◆ Text section:
London 2012, The Posterity Games

The joy, the tears, the golden moments that will live with us forever – and there's still another exhilarating week to go!

10 magic moments

'The IoS' celebrates the most uplifting events so far. Matt Chorley, Emily Loud and Jenny Soffel report

Defying the doubters

She's been called Superwoman. She's been accused of doping. Her stunning performance last Saturday was deemed impossible by some, miraculous by others. The 16-year-old Chinese Ye Shiwen's world record-breaking 400m individual medley swim was extraordinary: she finished the last 100m in 58.68sec – her last 50m was almost a fifth of a second faster than Ryan Lochte, the winner of the men's race. The leading US coach John Leonard was quick to judge Shiwen's performance as "suspicious": whenever something "unbelievable" happens "it turns out later on there was doping involved", he said. But tests came back negative. Standing in the spotlight is a young woman who has awed the world with her incredible talent. Compared with other world-class female swimmers, Shiwen has placed herself in a different bracket statistically, based on analyses of her performance. For Ye Shiwen, this was not only a victory in swimming, but also a victory over disbelievers and false accusations.

◆ Provided material:
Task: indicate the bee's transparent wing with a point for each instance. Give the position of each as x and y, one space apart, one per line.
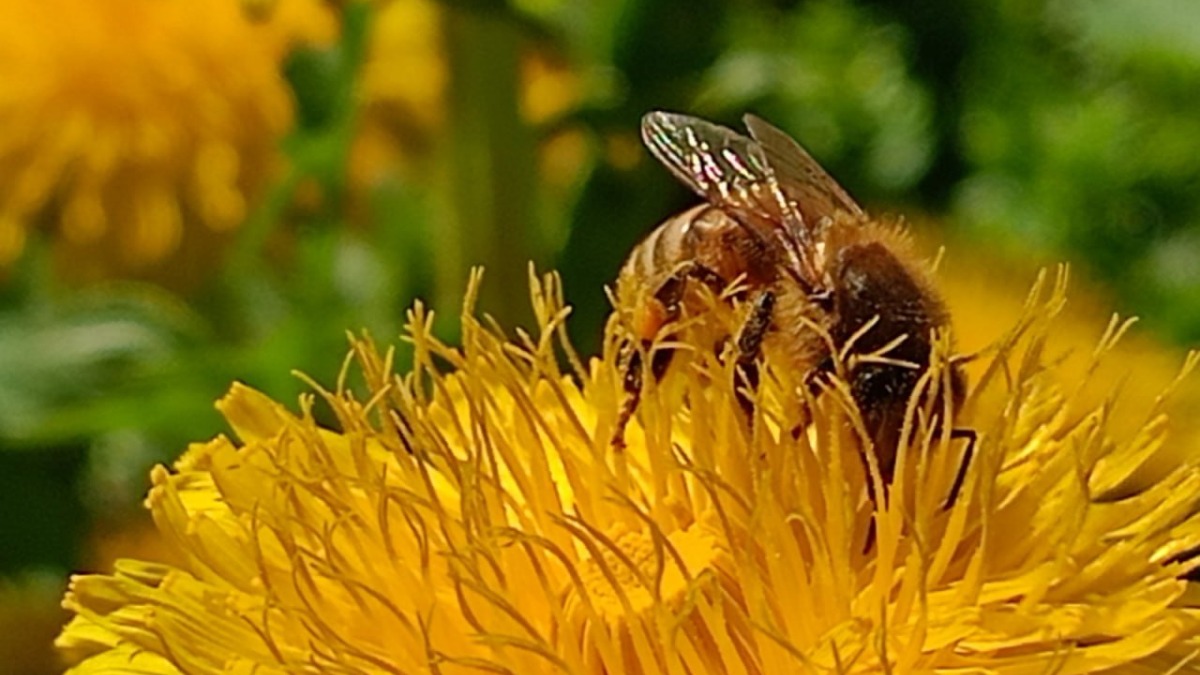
807 185
717 162
733 173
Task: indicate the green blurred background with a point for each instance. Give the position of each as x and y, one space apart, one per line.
339 160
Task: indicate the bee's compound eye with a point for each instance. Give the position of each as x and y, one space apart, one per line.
648 320
822 299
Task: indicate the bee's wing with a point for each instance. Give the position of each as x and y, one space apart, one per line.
807 185
736 174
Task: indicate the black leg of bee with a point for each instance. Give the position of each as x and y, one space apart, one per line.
670 294
631 383
750 348
967 455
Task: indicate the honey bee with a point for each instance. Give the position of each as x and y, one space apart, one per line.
821 276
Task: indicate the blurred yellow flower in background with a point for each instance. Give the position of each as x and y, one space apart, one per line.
141 131
472 515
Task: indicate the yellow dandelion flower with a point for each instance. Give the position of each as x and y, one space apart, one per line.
473 517
139 131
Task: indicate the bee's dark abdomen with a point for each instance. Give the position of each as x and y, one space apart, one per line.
871 282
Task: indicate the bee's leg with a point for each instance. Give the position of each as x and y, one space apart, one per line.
670 296
750 348
967 455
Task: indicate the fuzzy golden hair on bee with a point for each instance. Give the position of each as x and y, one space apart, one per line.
826 290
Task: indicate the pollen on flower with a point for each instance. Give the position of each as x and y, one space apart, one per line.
469 514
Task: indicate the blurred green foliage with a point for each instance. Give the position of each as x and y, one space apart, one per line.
1055 129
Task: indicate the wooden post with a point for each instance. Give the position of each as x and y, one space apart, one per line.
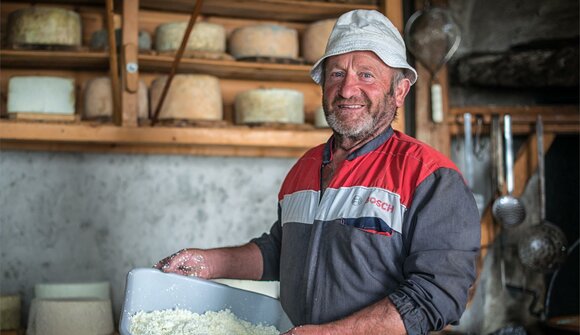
129 63
393 9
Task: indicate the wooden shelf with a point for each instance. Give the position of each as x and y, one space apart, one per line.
77 60
228 69
564 119
283 10
150 63
229 140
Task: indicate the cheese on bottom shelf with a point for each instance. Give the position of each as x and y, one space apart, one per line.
269 106
265 40
99 99
190 97
41 94
204 37
70 317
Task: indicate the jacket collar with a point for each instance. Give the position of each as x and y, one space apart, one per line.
366 148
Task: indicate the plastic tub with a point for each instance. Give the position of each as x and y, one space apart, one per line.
150 289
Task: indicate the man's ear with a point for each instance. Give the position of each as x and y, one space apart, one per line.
401 91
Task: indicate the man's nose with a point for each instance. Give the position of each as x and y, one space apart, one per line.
349 86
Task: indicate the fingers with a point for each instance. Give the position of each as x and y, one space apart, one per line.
186 262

◆ Tasks to perform:
1. In the London 2012 article, what was Ye Shiwen's time for the last 100m of her 400m individual medley?
2. Write the next part of the London 2012 article, picking up after its last sentence.
The records that come before this note are from a different source than the London 2012 article.

◆ Answers for this exercise:
1. 58.68 seconds.

2.
Happy to Phelps

On Tuesday, the Flying Fish, otherwise known as Michael Phelps, dived into the pool as he had done so many times already this week. When he finished the 4x200m relay, he emerged from the water as the most decorated Olympian of all time, with 19 medals. The previous record was held by gymnast Larisa Latynina from the former Soviet Union, who got her 18th medal in 1964. But the incredible Phelps didn't stop there. The 27-year-old American won his 20th medal on Thursday in the 200m individual medley, his 21st on Friday winning the 100m butterfly and yesterday he brought his gold tally to 18 and his total to 22 after the US team won the 4x100 medley relay. He says London 2012 - where he has won four golds and two silvers - will mark the end of his competitive swimming, and what better way? The most decorated Olympian ever...

One glorious, golden afternoon

Ignore double trap shooting at your peril. Ditto canoeing. While all British medal hopes rested on the cyclists and swimmers to deliver the goods and tabloid newspapers pleaded for Team GB to do better, two of the more obscure sports saved the day with a gold rush on Thursday afternoon. Etienne Stott and Tim Baillie had barely kissed their gold medals at Lee Valley, Britain's first in the canoe slalom, when news broke of another spectacular win. Barely 20 miles away, Peter Wilson, a 25-year-old farmer's son, was named Olympic champion in the double trap shooting, Britain's first shooting medal in 12 years. Wilson had paid for his own training working in bars since losing his funding in 2008. That David Florence and Richard Hounslow also collected silver in the canoe slalom was icing on the cake.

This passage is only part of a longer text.